AIM: Render the lines of the records from the one holding "Find the **cow" through the one holding "Give the mask of every instance of the **cow", inclusive, as a JSON list of strings with one string per line. Leave out any blank lines.

EXTRACTED MATERIAL:
══════════════════════════════
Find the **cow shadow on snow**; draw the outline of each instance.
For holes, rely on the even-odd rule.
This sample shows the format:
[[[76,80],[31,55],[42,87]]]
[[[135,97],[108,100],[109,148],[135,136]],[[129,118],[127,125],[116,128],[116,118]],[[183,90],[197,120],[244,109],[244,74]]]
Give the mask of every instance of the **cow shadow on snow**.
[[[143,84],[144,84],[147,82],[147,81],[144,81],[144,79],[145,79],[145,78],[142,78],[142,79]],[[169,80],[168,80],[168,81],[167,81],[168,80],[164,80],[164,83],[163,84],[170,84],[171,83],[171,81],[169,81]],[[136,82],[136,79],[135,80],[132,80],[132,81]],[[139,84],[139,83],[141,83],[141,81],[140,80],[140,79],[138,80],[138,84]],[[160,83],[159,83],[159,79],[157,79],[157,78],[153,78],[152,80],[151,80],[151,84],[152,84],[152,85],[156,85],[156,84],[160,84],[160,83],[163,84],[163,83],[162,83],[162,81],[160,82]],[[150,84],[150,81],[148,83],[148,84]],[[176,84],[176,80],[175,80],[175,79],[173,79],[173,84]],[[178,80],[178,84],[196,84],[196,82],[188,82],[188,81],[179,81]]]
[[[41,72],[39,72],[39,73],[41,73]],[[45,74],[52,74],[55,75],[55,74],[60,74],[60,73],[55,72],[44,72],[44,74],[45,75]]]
══════════════════════════════
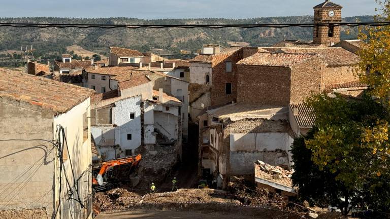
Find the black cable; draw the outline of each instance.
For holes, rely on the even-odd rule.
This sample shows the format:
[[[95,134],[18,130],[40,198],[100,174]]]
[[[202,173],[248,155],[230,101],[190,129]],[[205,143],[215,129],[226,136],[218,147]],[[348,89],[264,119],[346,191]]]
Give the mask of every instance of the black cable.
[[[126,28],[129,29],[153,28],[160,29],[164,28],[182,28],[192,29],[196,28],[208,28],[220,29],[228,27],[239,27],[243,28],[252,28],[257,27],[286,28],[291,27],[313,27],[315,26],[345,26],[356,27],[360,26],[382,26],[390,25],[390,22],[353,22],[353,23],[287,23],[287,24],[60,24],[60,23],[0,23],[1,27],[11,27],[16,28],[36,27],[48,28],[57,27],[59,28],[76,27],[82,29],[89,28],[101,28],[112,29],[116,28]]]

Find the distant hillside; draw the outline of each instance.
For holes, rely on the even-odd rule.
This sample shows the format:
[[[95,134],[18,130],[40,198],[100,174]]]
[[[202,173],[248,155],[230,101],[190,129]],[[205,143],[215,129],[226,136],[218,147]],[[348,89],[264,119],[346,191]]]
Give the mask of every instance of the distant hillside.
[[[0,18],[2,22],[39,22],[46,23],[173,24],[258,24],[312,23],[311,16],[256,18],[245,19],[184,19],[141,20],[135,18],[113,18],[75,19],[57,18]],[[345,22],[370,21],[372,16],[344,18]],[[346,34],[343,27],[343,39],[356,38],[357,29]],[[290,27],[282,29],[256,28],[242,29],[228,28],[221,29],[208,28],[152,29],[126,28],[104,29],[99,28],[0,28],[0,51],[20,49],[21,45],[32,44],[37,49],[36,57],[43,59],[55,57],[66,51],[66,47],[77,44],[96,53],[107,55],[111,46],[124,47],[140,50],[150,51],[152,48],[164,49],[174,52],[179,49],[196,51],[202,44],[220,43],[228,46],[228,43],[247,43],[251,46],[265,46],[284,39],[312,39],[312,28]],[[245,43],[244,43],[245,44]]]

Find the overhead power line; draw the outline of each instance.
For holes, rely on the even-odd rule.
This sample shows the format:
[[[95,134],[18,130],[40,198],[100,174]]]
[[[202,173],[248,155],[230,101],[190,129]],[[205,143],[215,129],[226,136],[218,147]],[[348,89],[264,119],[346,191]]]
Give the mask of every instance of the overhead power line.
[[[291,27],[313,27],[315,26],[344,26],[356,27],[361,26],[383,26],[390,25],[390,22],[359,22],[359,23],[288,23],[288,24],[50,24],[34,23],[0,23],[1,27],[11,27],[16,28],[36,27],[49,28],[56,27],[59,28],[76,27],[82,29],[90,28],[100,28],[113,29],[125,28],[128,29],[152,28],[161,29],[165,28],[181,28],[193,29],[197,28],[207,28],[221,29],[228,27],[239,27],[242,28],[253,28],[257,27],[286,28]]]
══════════════════════════════
SOLUTION TO THE EXERCISE:
[
  "Find the **cow shadow on snow**; draw the outline of each instance.",
  "For holes, rely on the even-odd rule.",
  "This sample shows the format:",
  "[[[76,80],[31,55],[42,87]]]",
  "[[[135,97],[108,100],[109,148],[135,136]],[[129,118],[127,125],[116,128],[116,118]],[[183,90],[197,120],[244,109],[244,74]]]",
  "Give the mask of every instance of the **cow shadow on snow**."
]